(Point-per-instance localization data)
^^^^^^^^^^^^^^^^

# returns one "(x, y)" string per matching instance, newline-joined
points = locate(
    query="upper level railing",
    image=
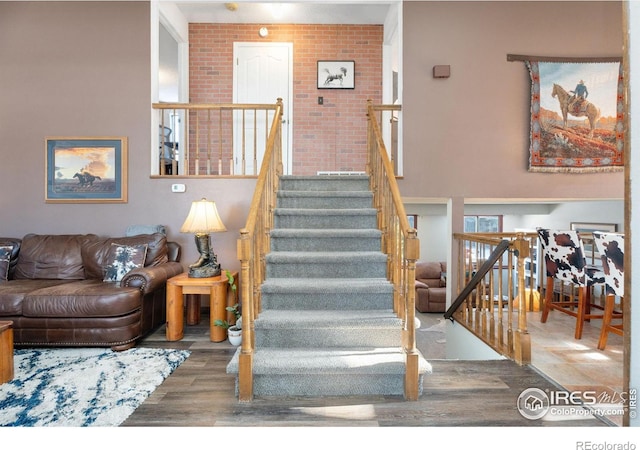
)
(399, 243)
(212, 139)
(253, 245)
(387, 117)
(496, 290)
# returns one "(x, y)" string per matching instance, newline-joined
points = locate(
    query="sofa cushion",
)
(54, 257)
(5, 259)
(123, 259)
(95, 254)
(12, 294)
(82, 299)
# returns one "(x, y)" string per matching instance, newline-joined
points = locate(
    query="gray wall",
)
(83, 69)
(468, 135)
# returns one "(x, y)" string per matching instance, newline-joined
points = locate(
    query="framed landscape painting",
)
(336, 75)
(86, 170)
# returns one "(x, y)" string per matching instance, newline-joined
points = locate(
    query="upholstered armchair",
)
(431, 291)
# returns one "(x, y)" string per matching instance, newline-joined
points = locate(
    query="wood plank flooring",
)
(458, 393)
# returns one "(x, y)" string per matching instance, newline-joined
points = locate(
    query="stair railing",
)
(496, 288)
(399, 243)
(253, 245)
(217, 139)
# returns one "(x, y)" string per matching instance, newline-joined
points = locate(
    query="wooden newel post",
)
(412, 376)
(245, 361)
(522, 339)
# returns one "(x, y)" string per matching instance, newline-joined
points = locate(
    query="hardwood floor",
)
(457, 393)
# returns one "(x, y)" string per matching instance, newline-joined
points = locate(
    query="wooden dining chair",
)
(611, 249)
(565, 261)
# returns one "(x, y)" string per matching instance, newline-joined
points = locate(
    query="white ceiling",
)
(302, 12)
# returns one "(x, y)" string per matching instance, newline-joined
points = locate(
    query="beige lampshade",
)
(203, 218)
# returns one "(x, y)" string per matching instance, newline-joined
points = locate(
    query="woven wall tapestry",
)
(577, 116)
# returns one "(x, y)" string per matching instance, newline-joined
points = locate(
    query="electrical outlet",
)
(178, 188)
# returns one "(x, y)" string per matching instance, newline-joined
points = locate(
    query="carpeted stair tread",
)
(324, 182)
(333, 194)
(325, 257)
(370, 319)
(325, 212)
(328, 286)
(304, 361)
(336, 233)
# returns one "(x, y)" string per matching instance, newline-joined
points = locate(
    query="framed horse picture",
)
(336, 75)
(577, 115)
(86, 170)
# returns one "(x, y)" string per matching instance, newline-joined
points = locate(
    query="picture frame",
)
(336, 75)
(587, 229)
(86, 169)
(413, 220)
(590, 227)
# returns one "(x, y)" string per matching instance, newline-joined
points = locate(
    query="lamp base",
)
(205, 271)
(207, 265)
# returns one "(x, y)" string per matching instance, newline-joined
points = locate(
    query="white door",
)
(263, 72)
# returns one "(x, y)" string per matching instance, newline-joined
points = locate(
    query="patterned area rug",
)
(82, 387)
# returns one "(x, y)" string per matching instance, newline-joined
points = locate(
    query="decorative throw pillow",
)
(5, 258)
(122, 259)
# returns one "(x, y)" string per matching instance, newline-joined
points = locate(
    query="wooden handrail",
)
(253, 245)
(491, 280)
(399, 243)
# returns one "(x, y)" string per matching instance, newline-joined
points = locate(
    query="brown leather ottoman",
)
(6, 352)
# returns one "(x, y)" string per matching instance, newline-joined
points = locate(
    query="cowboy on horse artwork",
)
(568, 106)
(577, 103)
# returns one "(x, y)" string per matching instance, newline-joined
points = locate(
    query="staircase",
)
(327, 327)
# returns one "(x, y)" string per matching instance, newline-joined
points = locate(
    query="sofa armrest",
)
(150, 278)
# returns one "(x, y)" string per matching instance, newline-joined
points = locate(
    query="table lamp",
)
(203, 219)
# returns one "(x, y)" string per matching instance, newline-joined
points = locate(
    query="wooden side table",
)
(215, 287)
(6, 352)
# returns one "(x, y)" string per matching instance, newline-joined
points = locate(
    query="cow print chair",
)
(565, 262)
(611, 249)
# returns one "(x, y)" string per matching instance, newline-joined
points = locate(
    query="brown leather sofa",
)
(55, 294)
(431, 291)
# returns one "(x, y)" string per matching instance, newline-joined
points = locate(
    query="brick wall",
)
(331, 136)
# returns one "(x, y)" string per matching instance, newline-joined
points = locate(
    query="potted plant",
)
(234, 330)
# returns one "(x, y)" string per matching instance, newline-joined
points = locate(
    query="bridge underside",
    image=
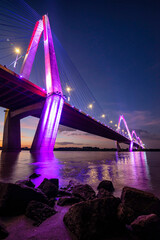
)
(24, 98)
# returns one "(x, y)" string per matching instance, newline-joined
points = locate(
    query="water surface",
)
(135, 169)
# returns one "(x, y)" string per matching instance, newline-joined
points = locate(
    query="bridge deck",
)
(16, 93)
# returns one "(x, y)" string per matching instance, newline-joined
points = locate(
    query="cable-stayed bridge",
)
(22, 98)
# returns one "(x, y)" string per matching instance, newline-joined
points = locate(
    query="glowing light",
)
(17, 50)
(90, 106)
(68, 89)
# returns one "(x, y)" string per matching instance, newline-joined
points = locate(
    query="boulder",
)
(49, 188)
(51, 202)
(55, 181)
(103, 193)
(34, 175)
(125, 214)
(146, 226)
(71, 185)
(62, 193)
(106, 184)
(85, 192)
(3, 232)
(28, 183)
(15, 198)
(94, 219)
(142, 202)
(38, 212)
(64, 201)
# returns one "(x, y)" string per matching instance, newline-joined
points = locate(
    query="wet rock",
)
(146, 227)
(94, 219)
(28, 183)
(55, 181)
(49, 188)
(64, 201)
(34, 175)
(39, 212)
(3, 232)
(51, 202)
(107, 185)
(142, 202)
(71, 185)
(125, 214)
(62, 193)
(15, 198)
(85, 192)
(103, 193)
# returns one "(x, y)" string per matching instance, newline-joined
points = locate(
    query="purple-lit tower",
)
(45, 136)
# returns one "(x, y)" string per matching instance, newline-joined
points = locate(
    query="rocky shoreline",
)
(87, 215)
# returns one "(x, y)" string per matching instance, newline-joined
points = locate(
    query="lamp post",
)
(17, 51)
(68, 89)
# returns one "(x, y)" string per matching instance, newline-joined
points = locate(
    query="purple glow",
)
(47, 129)
(31, 51)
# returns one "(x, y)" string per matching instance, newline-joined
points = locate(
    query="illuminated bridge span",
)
(22, 98)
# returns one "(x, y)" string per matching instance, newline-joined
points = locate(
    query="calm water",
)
(136, 169)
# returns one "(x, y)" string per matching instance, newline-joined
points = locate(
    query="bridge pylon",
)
(11, 133)
(46, 132)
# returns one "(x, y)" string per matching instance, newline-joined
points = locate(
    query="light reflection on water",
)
(135, 169)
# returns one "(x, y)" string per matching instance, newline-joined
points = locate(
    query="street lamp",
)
(90, 106)
(103, 115)
(68, 89)
(17, 51)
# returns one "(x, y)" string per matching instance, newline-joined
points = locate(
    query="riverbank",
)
(77, 212)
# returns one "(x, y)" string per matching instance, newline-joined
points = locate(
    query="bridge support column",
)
(11, 133)
(131, 146)
(45, 136)
(118, 147)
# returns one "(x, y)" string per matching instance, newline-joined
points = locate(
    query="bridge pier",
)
(118, 147)
(45, 136)
(11, 133)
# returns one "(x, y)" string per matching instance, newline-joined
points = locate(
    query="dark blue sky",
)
(115, 45)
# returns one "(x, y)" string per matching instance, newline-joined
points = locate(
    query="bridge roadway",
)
(27, 99)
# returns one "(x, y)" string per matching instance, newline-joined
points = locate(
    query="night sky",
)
(115, 45)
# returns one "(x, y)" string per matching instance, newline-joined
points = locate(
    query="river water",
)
(135, 169)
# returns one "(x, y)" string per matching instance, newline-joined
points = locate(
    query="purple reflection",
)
(47, 129)
(134, 170)
(45, 164)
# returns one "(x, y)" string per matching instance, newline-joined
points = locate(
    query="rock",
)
(3, 232)
(71, 185)
(125, 214)
(34, 175)
(103, 193)
(94, 219)
(64, 201)
(142, 202)
(55, 181)
(146, 226)
(51, 202)
(106, 184)
(48, 188)
(39, 212)
(15, 198)
(85, 192)
(62, 193)
(28, 183)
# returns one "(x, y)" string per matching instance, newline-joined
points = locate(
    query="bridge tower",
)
(46, 132)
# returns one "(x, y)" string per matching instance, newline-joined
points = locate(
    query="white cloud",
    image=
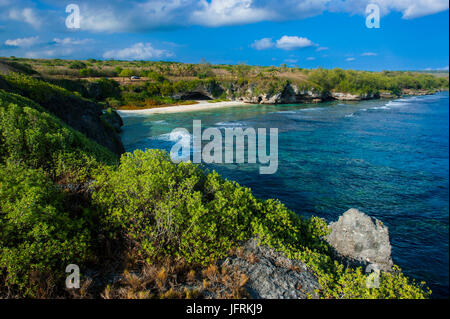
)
(293, 42)
(409, 8)
(229, 12)
(71, 41)
(139, 51)
(22, 42)
(145, 15)
(49, 53)
(263, 44)
(27, 15)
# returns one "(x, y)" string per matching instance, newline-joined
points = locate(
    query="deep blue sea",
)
(390, 159)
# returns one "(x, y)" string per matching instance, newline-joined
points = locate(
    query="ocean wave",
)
(230, 124)
(177, 137)
(159, 122)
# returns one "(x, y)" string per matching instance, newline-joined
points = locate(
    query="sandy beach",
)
(201, 105)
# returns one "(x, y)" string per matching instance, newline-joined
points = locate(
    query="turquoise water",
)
(389, 159)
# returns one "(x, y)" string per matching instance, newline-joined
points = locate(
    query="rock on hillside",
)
(361, 240)
(271, 274)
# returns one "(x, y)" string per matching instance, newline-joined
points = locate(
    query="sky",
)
(412, 34)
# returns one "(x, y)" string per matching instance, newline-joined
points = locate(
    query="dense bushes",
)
(362, 82)
(62, 196)
(166, 210)
(38, 237)
(38, 139)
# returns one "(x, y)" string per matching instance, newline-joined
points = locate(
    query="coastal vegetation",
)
(169, 83)
(67, 199)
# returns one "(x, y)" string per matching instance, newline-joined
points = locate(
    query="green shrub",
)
(38, 238)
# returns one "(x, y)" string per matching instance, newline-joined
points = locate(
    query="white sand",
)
(202, 105)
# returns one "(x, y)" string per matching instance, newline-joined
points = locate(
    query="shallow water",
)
(389, 159)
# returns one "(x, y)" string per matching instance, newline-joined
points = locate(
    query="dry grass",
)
(174, 279)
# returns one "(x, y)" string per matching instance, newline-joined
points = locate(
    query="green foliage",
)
(127, 73)
(38, 238)
(163, 209)
(38, 139)
(78, 65)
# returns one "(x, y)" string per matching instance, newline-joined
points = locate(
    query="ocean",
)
(387, 158)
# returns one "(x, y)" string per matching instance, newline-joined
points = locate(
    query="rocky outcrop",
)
(113, 119)
(360, 240)
(289, 94)
(353, 97)
(271, 274)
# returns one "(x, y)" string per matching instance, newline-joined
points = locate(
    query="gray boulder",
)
(361, 240)
(271, 274)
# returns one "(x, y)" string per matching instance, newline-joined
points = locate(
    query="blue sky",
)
(413, 34)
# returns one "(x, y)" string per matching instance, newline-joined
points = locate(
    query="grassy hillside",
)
(166, 83)
(162, 227)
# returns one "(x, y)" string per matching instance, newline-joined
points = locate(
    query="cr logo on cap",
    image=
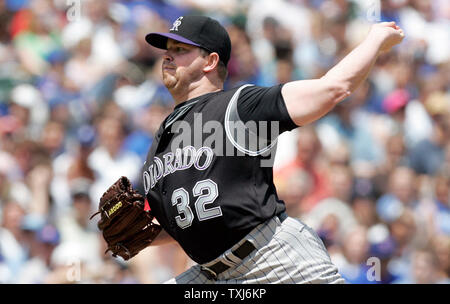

^^^^^^^^^^^^^^^^

Work to complete -> Every line above that holds the word "rocky" should be copied out.

Worked solution ->
    query="rocky shoreline",
    query="rocky outcrop",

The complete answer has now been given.